● Source extract:
* * * * * * * * *
1 Introduction

The design possibilities using freeform bending are numerous. Compared to other bending technologies, freeform bending with moveable die is able to produce parts with different radii or a constant curvature progression within one manufacturing step. To bend the semi-finished product, the moveable die has to be deflected and tilted while a constant feed is provided to the tube or profile [1]. This creates a moment that forces the part to bend [2]. The amount of deflection varies for different materials, profile cross-sections and tool setups due to material properties and varying process forces. To be able to calculate a motion profile, two specific curves are needed that describe the deflection and tilting angle needed to achieve the target bending radii. Currently, these curves are generated with numerous bendings, measurements and fitting of a predefined function in a black box system. To fit this function a fixed number of data points is taken into account. Therefore, the quality mainly depends on the accuracy of the measurements of the parts and the selection of the fitting points. Furthermore, the predefined function is not always suitable to fit sufficiently for the given setup and the semi-finished product which leads to artificial limitations and reduced reproducibility of the calibration.

In this paper, a new method consisting of three steps is shown to develop the two specific curves for the kinematic calculations namely deflection and tipping angle of the die. The method is designed to use as less simulations and real bending tests as possible while simultaneously covering a wide range of validity. This ensures a nimble and reproducible development and calibration process independent of the boundary conditions and suitable for numerous setups and materials. To achieve the predefined requirements a different fitting function is used: The Piecewise Cubic Hermite Interpolating Polynomial (PCHIP). This functions creates a curve that interpolates between n control points connected by n -1 segments, which consist of cubic polynomials merging continuously differentiable into each other [3]. This ensures a sufficient fit compared to the fit with a predefined function because all measured data points are taken into account.

In the following sections the required experimental setup and the boundary conditions are briefly described. This is followed by the explanations of the methodology and the overview of the results. The paper concludes with a summary of the research and an outlook for further investigations.

2 Experimental Setup

The experimental setup consists of four aspects: The semi-finished product, the boundary conditions for the bent parts, the tool setup and the simulation model. They are briefly described in the following sections.

2.1 Semi-finished product

Circular tubes made from P235TR1 steel are used for the investigations. They have an outer diameter of 42.4 mm, a wall thickness of 2.6 mm and scraped weld seams on the outside and on the inside. They comply with the standards DIN EN 10217-1 [4] regarding tolerances and alloy composition. The yield strength 𝜎_𝑦 is 235 MPa and the average tensile strength R_m is 430 MPa. The tubes are typical semi-finished products for any kind of tube bending process and are not restricted to freeform bending applications.

2.2 Boundary conditions for the bent parts – parametric motion profile

A parameterized bending line describes the individual parts used for the experiments. Several sections divide the line, which are arranged as follows:

The constant arc has an arc length of 350 mm for all parts. The length of the transition zones are calculated from the feed speed and the time required for the translation of the die. Straight areas are provided before the first and after the second transition zones to ensure manufacturability and a better handling during the measurements. The axis speed of the moving die is 40 mm/s and the feed speed is a constant 100 mm/s. All tests and simulations are performed according to this definition. The diagrams for the movement of the machine axis are shown in Fig. 1. The circles each mark a point in time at which a command for a movement is given. The marked points are the same for all diagrams.
* * * * * * * * *
● Given exercise a: Show every line of the entries that contains the string "club".
The text and the entries after it were taken from separate sources.

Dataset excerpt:
* * * * * * * * *
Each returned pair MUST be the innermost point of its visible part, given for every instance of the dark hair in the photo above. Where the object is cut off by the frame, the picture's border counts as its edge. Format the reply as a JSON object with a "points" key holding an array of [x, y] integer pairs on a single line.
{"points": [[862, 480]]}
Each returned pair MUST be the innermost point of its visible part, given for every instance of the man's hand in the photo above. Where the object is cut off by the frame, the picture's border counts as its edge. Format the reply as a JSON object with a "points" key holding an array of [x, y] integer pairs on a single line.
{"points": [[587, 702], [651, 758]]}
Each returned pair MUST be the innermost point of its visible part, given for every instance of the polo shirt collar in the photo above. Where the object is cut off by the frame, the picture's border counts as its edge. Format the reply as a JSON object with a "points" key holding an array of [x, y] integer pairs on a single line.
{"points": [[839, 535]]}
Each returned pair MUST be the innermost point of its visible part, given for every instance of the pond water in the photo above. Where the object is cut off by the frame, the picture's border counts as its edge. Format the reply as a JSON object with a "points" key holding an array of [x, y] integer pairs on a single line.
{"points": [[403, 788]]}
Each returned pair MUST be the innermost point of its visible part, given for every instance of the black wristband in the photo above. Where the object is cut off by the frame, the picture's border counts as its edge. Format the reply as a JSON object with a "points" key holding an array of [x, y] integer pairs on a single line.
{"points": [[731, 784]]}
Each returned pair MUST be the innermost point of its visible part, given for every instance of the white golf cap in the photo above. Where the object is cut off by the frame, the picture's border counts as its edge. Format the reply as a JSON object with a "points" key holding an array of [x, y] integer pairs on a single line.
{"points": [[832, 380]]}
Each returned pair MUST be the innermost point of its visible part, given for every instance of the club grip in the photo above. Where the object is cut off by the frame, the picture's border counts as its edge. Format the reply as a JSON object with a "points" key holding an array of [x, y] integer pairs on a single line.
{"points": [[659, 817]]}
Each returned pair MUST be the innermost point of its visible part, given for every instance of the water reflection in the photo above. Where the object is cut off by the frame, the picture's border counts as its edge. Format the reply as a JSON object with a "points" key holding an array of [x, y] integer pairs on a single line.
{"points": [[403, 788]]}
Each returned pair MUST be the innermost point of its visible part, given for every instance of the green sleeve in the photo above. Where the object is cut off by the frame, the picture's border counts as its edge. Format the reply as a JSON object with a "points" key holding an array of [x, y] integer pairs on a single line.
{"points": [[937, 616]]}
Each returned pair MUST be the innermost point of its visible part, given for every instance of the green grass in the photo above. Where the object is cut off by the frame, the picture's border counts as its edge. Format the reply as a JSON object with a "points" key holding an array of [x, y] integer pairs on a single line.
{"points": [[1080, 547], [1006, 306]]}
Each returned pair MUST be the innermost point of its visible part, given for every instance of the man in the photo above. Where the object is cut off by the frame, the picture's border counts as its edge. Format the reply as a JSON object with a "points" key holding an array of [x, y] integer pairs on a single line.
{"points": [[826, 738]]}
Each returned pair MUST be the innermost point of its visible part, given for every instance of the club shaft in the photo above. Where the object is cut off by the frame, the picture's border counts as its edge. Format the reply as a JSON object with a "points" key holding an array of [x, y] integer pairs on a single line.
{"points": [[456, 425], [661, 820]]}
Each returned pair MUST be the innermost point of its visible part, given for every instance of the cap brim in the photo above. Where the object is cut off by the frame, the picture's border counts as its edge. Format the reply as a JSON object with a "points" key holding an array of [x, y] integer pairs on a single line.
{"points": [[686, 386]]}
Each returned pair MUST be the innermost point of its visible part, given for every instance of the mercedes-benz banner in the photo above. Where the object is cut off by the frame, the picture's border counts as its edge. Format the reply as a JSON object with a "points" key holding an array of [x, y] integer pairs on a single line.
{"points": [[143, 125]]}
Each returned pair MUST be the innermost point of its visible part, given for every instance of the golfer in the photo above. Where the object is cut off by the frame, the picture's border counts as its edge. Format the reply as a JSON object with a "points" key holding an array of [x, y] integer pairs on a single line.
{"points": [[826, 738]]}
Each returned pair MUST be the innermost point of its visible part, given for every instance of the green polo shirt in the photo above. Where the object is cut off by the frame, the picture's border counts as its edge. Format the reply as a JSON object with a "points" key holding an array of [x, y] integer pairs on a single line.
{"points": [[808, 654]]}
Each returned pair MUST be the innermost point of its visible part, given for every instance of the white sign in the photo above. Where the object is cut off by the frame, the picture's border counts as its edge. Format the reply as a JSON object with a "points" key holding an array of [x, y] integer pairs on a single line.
* * * * * * * * *
● Given exercise b: Translate this sentence from the freeform bending text into German: "The axis speed of the moving die is 40 mm/s and the feed speed is a constant 100 mm/s."

● Finished answer a:
Each returned pair MUST be the innermost point of its visible part, given for every instance of the club grip in the photo above. Where the object is cut off by the frame, the picture's border counts as its edge. Format the reply as a JSON object with a "points" key holding an array of [x, y] integer pairs on a single line.
Each returned pair MUST be the innermost point of its visible part, given for every instance of the club shaft in the photo above. Where the object is cut off by the frame, the picture's border counts as its edge. Format the reply as a JSON object with a "points" key holding an array of [x, y] integer pairs on a single line.

● Finished answer b: Die Achsgeschwindigkeit der beweglichen Matrize beträgt 40 mm/s, und die Vorschubgeschwindigkeit beträgt konstant 100 mm/s.